И действительно, Изабелла на какой-то миг тоже растерялась, не зная, как к этому
отнестись, но увидев мамино смятение тут же заулыбалась, положила ей руку на плечо
и сказала, что это самое высокое её признание, и вряд ли кто-то из певцов может
похвастаться подобным. И еще, продолжая улыбаться, деликатно поспешила заверить
её, что это самая высокая оценка её творчества, и она счастлива, ибо даже не представляет,
как можно выше выразить и ощутить народную любовь, что это высочайшее свидетельство
её популярности.
Мама с облегчением воспрянула духом и пожаловалась, что в войну пропали её пластинки,
а сейчас их купить практически невозможно. И каково же было удивление
мамы, когда через несколько дней Изабелла подарила ей грампластинку «Саша» для меня на память. Это был воистину царский
подарок. С тех пор в нашей семье стали появляться пластинки довоенных эстрадных
кумиров. Их песни пели на всех праздниках, на всех застольях.
Помню, с каким упоением пели
песни Петра Лещенко, например, «Прощаюсь нынче с вами я, цыгане, и к новой жизни
ухожу от вас» - каждый понимал «новую жизнь» исходя из собственного жизненного опыта,
каждый видел ее по-своему. А как лихо пели его «Чубчик»!
Чубчик, чубчик, чубчик
кучерявый,
Развевайся, чубчик, по ветру…
Там были и такие неожиданные
для советских людей слова:
А мне бе-бе-бедно-бедному
мальчонке
Эх, цепями ручки-ножки закуют.

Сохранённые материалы
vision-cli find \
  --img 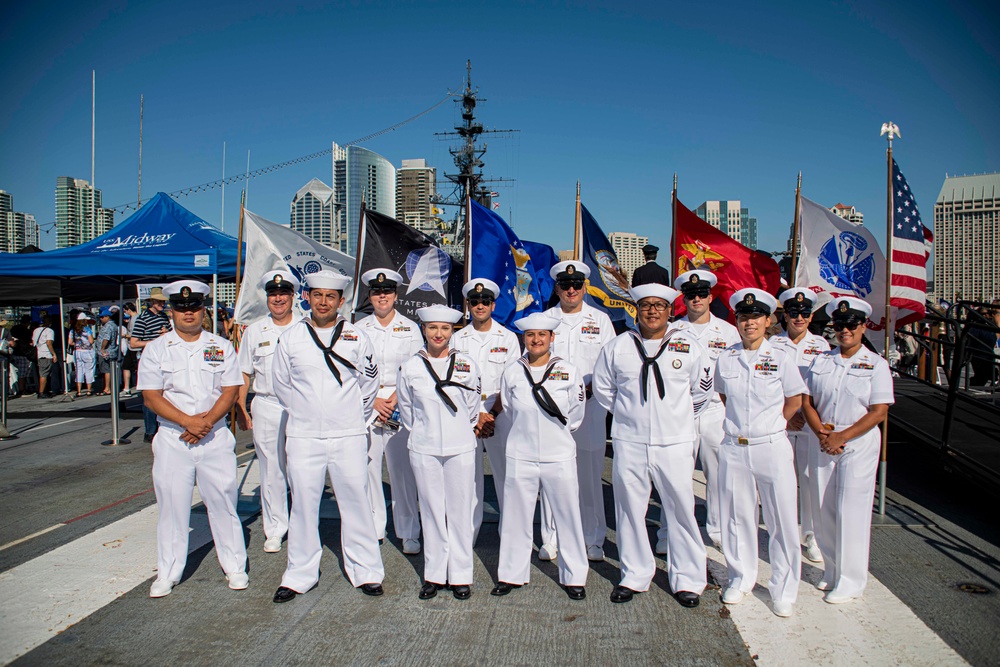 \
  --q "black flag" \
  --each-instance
[354,210,465,320]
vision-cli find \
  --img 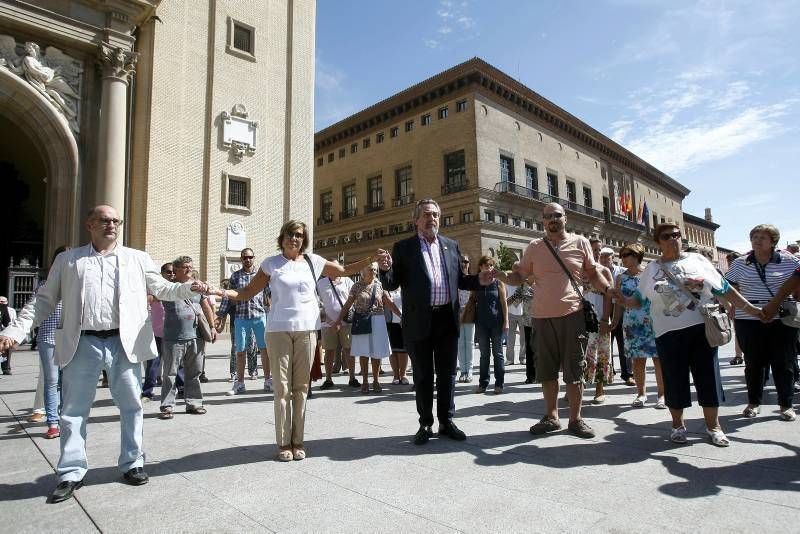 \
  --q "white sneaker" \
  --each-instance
[226,380,247,397]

• [ПОСТАВЛЕННЫЕ ЗАДАЧИ]:
1. Определите по фрагменту документа, верны ли утверждения: (a) Изабелла подарила маме грампластинку; (b) мамины пластинки пропали после войны; (c) увидев мамино смятение, Изабелла рассердилась. На каждое ответьте «да» или «нет» и приведите решающие слова фрагмента в точной цитате.
2. Повторите дословно ту часть фрагмента документа, которая открывается словами «Мама с облегчением» и заканчивается словами «на всех застольях.».

• [РЕШЕНИЯ ПО ЗАДАНИЯМ]:
1.
(a) Да: «через несколько дней Изабелла подарила ей грампластинку».
(b) Нет: «в войну пропали её пластинки».
(c) Нет: «увидев мамино смятение тут же заулыбалась».

2.
Мама с облегчением воспрянула духом и пожаловалась, что в войну пропали её пластинки,
а сейчас их купить практически невозможно. И каково же было удивление
мамы, когда через несколько дней Изабелла подарила ей грампластинку «Саша» для меня на память. Это был воистину царский
подарок. С тех пор в нашей семье стали появляться пластинки довоенных эстрадных
кумиров. Их песни пели на всех праздниках, на всех застольях.